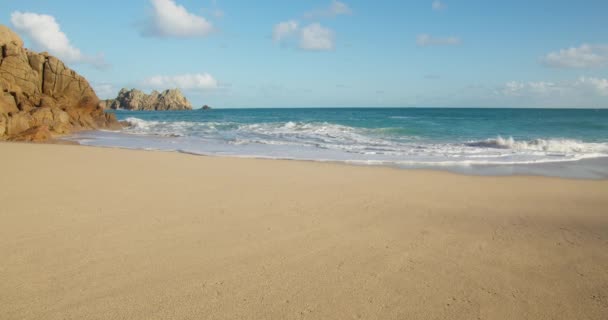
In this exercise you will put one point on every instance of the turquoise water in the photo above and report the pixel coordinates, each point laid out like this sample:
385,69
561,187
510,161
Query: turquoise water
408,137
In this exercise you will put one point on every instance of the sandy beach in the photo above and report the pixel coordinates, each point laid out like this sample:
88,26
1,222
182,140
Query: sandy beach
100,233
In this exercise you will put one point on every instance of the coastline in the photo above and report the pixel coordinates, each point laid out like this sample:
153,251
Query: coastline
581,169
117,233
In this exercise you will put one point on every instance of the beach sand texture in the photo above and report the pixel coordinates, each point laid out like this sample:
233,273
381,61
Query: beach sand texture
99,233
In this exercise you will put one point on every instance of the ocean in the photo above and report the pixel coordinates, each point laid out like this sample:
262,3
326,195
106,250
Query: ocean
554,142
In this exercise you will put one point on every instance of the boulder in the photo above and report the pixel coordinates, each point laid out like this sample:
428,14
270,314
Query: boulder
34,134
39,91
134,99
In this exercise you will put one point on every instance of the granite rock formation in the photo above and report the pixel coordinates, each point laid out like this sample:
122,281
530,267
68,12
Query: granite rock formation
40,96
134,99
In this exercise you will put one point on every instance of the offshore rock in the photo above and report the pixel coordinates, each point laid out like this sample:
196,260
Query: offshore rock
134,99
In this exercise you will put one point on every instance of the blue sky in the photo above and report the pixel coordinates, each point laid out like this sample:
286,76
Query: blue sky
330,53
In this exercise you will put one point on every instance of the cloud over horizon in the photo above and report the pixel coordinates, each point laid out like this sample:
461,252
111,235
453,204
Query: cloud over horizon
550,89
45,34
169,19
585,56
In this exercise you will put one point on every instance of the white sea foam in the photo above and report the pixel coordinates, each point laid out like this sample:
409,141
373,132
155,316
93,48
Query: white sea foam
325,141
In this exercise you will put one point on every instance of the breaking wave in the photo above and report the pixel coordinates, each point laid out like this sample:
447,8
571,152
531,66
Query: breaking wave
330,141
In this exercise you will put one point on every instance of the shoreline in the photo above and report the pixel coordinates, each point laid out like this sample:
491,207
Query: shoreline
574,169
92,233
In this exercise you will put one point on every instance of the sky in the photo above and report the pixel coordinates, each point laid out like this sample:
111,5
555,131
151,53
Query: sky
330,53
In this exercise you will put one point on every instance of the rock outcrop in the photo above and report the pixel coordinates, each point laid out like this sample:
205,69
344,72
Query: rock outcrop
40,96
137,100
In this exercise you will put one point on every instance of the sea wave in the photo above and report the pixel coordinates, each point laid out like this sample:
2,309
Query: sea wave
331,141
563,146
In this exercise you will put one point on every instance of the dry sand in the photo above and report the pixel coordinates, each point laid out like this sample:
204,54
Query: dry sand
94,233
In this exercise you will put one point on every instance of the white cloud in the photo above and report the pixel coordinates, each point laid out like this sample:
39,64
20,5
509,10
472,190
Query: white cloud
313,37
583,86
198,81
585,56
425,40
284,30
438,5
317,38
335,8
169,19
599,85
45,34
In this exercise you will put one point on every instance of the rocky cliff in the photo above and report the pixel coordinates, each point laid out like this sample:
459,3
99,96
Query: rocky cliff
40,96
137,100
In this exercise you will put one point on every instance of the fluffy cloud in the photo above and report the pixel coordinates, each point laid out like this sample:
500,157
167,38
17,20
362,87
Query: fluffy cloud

Brief »
Return every line of the listing that has the word "fluffy" in it.

Answer section »
In this exercise you will put one point on every instance of the fluffy cloud in the photo above and report the pixel coordinates, each point laid out like this sample:
Query: fluffy cloud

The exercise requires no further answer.